Task statement:
Your output is the line containing "Mark the dark" plus all lines after it to the end of the records, reproduced exactly, with nothing else.

Information:
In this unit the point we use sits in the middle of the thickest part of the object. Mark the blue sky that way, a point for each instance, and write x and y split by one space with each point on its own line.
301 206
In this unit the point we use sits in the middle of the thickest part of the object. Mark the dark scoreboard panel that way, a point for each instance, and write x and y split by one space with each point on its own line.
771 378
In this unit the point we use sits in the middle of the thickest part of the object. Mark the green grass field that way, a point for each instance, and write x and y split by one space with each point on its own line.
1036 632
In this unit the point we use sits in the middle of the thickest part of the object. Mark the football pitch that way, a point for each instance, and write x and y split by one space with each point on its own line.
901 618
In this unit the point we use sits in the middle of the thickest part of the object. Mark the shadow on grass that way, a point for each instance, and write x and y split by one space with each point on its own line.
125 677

Your response:
In this unit the point we use sits in the middle of the thickest part of the object. Mark the dark scoreboard panel that way, a point for each instance, and write x and y split by one space with each point on its own line.
771 378
In this unit the point we use sits in the middle of the thickest part of the object. Mark the green grass field that way, a point for each instance, and write x and y split by one space with each point on its own line.
1036 632
In this unit the point we use sits in the middle of the thickest part of the object. Mark the football pitch that way, a point for each instance, and write x and y split by one space with each point on its own line.
901 618
In this unit the point we use sits in the middle of the thickest part of the object. Mark the shadow on grass that way, a point for each instance, and write x and y split by one space with each point on its own line.
125 677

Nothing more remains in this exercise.